TEKS SUMBER:

Aptrindo: B20 Lebih Boros
Penggunaan bahan bakar biodiesel yang diberlakukan per 1 September 2018 dinilai memberatkan bagi para pengusaha truk.
JAKARTA, NusaBali
Asosiasi Pengusaha Truk Indonesia (Aptrindo) menilai penggunaan biodiesel 20 persen atau B20 boros 2,3 persen. "Lebih boros 2,3 persen, lebih sering perawatan berkala," kata Wakil Ketua Umum Aptrindo Kyatmaja Lookman, Sabtu (1/9).
Kyatmaja menjelaskan untuk truk-truk tua berpotensi merusak mesin dikarenakan kualitas campuran yang masih dipertanyakan. "Tercampur air karena punya sifat mengikat air, kualitas solar campuran susah dipertanggungjawabkan," katanya. Dia mengaku pihaknya telah mengajukan penundaan pemberlakuan agar bisa dilakukan penyesuaian terlebih dahulu. "Sudah disampaikan, tapi tetap berjalan," katanya.
Direktur Jenderal Energi Baru, Terbarukan dan Konservasi Energi (EBTKE) Kementerian Energi dan Sumber Daya Mineral Rida Mulyana menjelaskan bahwa sosialisasi penggunaan B20 tersebut telah dimulai sejak 2,5 tahun yang lalu.
Saat ini, lanjut dia, sudah dilakukan uji coba melibatkan Badan Pengkajian dan Penerapan Teknologi (BPPT) serta Gabungan Industri Kendaraan Bermotor Indonesia (Gaikindo) melintasi 40.000 kilometer Jawa dan Sumatera. "Logikanya selama ini sudah digunakan 2,5 tahun yang lalu," katanya.
Rida menuturkan hanya saja saat ini diberlakukan perluasan, sementara pada 2,5 tahun lalu hanya berlaku untuk PSO. "Mereka sudah bilang sanggup, ini program nasional semua harus siap," katanya.
Pemerintah mulai 1 September 2018 mulai memberlakukan penggunaan B20 melalui Peraturan Presiden Peraturan Presiden (Perpres) No 66 tahun 2018 tentang Penghimpunan dan Penggunaan Dana Perkebunan Kelapa Sawit.

DAFTAR BARIS:
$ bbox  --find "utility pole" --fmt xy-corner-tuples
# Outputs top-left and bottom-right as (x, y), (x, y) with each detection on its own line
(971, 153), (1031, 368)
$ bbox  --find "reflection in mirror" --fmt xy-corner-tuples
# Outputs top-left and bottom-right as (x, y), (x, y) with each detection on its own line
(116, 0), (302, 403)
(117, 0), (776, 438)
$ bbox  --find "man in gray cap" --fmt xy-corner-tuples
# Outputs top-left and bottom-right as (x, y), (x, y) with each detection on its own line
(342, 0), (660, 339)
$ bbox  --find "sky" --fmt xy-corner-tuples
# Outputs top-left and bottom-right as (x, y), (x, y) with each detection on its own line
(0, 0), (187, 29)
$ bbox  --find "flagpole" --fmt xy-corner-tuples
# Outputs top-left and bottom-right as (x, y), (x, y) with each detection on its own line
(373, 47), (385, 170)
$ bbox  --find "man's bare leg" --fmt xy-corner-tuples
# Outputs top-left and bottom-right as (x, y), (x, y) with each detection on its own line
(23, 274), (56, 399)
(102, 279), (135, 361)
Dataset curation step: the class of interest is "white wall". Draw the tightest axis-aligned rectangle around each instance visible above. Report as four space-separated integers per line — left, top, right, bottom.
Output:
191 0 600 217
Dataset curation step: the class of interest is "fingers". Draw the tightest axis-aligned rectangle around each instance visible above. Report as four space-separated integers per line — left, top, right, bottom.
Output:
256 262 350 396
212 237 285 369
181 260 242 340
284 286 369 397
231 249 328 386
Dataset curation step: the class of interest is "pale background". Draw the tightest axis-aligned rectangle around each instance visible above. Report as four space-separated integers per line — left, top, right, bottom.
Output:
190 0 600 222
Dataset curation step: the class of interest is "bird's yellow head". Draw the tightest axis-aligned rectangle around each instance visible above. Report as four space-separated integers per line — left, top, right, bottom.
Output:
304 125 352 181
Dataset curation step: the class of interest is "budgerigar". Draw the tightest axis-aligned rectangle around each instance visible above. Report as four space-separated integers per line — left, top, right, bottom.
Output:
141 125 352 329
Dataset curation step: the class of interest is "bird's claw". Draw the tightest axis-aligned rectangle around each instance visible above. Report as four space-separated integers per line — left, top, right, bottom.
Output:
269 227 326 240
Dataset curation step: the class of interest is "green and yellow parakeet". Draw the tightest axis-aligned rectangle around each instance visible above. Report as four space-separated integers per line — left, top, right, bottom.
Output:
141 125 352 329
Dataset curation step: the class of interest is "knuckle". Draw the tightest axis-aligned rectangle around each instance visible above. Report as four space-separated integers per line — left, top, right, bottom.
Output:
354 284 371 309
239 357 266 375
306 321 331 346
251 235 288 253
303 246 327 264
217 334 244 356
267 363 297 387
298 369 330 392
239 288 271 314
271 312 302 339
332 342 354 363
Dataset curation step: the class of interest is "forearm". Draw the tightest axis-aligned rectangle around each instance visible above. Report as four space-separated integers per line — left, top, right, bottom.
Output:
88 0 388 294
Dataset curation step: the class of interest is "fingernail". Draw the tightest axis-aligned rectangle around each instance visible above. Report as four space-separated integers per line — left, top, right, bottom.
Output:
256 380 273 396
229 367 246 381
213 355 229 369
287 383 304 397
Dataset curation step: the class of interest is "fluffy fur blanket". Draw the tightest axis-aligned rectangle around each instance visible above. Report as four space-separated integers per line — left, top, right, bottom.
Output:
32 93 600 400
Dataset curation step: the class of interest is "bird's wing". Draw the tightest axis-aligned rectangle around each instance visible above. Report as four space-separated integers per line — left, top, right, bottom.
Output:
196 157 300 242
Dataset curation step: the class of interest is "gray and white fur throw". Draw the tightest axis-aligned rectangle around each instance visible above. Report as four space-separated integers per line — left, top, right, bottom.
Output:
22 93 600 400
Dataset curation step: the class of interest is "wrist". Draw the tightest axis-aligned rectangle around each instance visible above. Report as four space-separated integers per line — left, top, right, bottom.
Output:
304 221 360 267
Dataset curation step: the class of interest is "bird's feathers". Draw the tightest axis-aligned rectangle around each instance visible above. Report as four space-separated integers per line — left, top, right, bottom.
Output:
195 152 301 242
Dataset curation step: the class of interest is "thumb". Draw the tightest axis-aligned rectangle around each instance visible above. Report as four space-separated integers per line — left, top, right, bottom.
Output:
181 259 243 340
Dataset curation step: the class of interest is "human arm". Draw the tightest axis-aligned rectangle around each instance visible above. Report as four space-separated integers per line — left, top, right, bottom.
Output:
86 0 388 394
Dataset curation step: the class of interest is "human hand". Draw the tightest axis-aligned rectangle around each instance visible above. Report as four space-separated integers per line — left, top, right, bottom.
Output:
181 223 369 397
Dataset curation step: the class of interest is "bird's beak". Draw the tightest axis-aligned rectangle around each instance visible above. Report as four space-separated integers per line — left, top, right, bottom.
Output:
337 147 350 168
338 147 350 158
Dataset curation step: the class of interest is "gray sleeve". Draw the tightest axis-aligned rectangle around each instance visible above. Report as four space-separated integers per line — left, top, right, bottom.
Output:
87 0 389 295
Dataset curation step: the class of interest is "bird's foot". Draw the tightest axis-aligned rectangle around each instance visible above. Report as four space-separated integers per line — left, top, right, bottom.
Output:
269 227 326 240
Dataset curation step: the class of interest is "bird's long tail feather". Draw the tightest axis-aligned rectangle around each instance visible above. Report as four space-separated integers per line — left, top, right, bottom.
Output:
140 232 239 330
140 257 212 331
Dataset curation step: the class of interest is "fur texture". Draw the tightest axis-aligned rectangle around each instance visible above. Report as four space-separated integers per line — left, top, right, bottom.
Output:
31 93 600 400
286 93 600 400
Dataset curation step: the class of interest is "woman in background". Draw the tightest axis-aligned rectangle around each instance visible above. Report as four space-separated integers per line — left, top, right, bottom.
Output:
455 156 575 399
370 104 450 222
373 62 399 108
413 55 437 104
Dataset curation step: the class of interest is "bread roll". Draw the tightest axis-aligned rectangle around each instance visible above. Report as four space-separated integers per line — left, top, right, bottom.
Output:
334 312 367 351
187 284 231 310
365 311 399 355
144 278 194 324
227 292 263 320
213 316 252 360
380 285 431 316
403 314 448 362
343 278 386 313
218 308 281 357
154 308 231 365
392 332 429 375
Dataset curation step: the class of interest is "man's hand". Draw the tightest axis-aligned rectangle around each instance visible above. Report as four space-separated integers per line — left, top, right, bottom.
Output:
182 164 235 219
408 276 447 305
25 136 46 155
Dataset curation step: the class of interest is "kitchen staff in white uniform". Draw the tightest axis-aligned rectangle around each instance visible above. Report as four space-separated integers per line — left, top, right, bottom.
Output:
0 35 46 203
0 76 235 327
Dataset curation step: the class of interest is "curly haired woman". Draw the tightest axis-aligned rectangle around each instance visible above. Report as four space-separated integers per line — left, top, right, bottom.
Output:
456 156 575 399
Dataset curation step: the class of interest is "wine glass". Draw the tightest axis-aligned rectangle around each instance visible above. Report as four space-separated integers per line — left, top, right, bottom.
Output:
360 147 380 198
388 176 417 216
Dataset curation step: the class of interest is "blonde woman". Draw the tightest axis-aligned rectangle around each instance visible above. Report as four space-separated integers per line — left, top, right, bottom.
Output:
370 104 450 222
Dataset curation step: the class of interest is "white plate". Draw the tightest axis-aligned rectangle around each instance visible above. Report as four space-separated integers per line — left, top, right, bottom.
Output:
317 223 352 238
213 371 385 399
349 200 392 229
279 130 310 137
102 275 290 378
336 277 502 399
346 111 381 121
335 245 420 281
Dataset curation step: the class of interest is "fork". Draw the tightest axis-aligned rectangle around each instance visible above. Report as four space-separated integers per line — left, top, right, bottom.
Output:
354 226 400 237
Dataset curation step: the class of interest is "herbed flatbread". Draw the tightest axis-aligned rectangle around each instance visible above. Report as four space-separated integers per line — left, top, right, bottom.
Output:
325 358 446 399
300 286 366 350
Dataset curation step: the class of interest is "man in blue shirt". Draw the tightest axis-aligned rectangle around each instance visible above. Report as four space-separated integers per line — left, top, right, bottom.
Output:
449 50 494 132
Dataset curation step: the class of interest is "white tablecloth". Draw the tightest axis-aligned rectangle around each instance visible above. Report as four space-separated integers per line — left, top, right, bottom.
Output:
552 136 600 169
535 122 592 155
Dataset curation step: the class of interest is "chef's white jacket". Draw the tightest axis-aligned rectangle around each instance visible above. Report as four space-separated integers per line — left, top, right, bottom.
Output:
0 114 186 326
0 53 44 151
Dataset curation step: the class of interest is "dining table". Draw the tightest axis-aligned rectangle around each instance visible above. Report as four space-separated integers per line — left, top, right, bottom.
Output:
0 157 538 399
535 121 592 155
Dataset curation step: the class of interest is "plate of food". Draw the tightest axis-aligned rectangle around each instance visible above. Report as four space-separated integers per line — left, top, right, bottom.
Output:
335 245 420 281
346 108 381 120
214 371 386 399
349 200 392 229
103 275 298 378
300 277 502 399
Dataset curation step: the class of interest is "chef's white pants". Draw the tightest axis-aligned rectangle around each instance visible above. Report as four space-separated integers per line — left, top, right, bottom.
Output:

TUGAS LATIHAN:
(a) Sebutkan setiap singkatan dalam tanda kurung pada berita B20, beserta kepanjangan yang tertulis tepat sebelumnya.
(b) Salin semua isi berita B20, dari "Pemerintah mulai 1" terus hingga "Perkebunan Kelapa Sawit.".
Gunakan berita B20 sebagai satu-satunya acuan.

JAWABAN TIAP TUGAS:
(a)
- Aptrindo: Asosiasi Pengusaha Truk Indonesia
- EBTKE: Energi Baru, Terbarukan dan Konservasi Energi
- BPPT: Badan Pengkajian dan Penerapan Teknologi
- Gaikindo: Gabungan Industri Kendaraan Bermotor Indonesia
- Perpres: Peraturan Presiden

(b)
Pemerintah mulai 1 September 2018 mulai memberlakukan penggunaan B20 melalui Peraturan Presiden Peraturan Presiden (Perpres) No 66 tahun 2018 tentang Penghimpunan dan Penggunaan Dana Perkebunan Kelapa Sawit.